**TASK TO COMPLETE**
Repeat the entire listing exactly.

┄┄┄┄┄┄┄┄┄┄┄┄┄┄┄┄┄┄┄┄

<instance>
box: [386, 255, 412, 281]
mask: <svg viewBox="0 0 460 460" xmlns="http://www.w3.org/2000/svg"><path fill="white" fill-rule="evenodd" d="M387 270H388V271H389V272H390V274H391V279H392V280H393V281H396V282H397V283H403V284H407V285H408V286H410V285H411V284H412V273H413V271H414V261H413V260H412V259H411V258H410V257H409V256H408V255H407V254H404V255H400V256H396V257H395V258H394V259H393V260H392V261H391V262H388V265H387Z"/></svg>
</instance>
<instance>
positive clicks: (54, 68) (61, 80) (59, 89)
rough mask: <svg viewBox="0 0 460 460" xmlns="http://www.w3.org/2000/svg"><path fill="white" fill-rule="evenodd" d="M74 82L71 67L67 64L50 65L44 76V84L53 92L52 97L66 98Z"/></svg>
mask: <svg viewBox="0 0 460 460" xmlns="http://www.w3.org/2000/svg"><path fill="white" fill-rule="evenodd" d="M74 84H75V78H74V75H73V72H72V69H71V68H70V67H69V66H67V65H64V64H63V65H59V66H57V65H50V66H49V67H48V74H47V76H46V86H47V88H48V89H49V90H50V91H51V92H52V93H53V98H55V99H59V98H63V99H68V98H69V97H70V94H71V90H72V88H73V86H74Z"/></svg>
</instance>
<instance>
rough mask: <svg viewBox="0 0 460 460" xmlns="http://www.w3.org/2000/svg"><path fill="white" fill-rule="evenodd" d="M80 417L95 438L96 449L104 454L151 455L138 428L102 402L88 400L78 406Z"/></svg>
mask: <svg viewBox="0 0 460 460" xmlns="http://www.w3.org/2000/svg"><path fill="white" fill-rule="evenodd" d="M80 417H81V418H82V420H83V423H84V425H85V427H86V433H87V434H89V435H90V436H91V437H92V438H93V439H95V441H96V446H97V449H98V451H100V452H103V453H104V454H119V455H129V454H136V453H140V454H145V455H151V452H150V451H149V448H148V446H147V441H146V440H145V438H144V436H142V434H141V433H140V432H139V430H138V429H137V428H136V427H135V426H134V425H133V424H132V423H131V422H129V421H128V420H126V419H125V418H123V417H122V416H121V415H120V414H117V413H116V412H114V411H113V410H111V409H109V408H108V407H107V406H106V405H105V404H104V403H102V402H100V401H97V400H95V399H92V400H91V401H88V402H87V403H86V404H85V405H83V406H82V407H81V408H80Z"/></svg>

┄┄┄┄┄┄┄┄┄┄┄┄┄┄┄┄┄┄┄┄

**EXPECTED ANSWER**
<instance>
box: [386, 255, 412, 281]
mask: <svg viewBox="0 0 460 460" xmlns="http://www.w3.org/2000/svg"><path fill="white" fill-rule="evenodd" d="M387 270H388V271H389V272H390V274H391V279H392V280H393V281H396V282H397V283H403V284H407V285H408V286H410V285H411V284H412V273H413V271H414V261H413V260H412V259H411V258H410V257H409V256H408V255H407V254H404V255H400V256H396V257H395V258H394V259H393V260H392V261H391V262H388V265H387Z"/></svg>
</instance>
<instance>
positive clicks: (54, 68) (61, 80) (59, 89)
rough mask: <svg viewBox="0 0 460 460" xmlns="http://www.w3.org/2000/svg"><path fill="white" fill-rule="evenodd" d="M74 82L71 67L67 64L50 65L44 76V84L53 92L52 97L66 98Z"/></svg>
mask: <svg viewBox="0 0 460 460" xmlns="http://www.w3.org/2000/svg"><path fill="white" fill-rule="evenodd" d="M74 84H75V78H74V75H73V72H72V69H71V68H70V67H69V66H67V65H64V64H63V65H59V66H57V65H50V66H49V67H48V74H47V76H46V86H47V88H48V89H49V90H50V91H51V92H52V93H53V98H55V99H59V98H63V99H68V98H69V97H70V94H71V90H72V88H73V86H74Z"/></svg>
</instance>
<instance>
rough mask: <svg viewBox="0 0 460 460" xmlns="http://www.w3.org/2000/svg"><path fill="white" fill-rule="evenodd" d="M80 417L95 438L96 449L104 454L151 455L138 428L102 402L88 400L78 406Z"/></svg>
mask: <svg viewBox="0 0 460 460" xmlns="http://www.w3.org/2000/svg"><path fill="white" fill-rule="evenodd" d="M80 417H81V418H82V420H83V423H84V425H85V427H86V433H87V434H89V435H90V436H91V437H92V438H93V439H95V441H96V446H97V449H98V451H100V452H103V453H104V454H119V455H129V454H136V453H140V454H145V455H151V452H150V451H149V448H148V446H147V441H146V440H145V438H144V436H142V434H141V433H140V432H139V430H138V429H137V428H136V427H135V426H134V425H133V424H132V423H131V422H129V421H128V420H126V419H125V418H123V417H122V416H121V415H120V414H117V413H116V412H114V411H113V410H111V409H109V408H108V407H107V406H106V405H105V404H104V403H102V402H100V401H97V400H95V399H92V400H91V401H88V402H87V403H86V404H85V405H83V406H82V407H81V408H80Z"/></svg>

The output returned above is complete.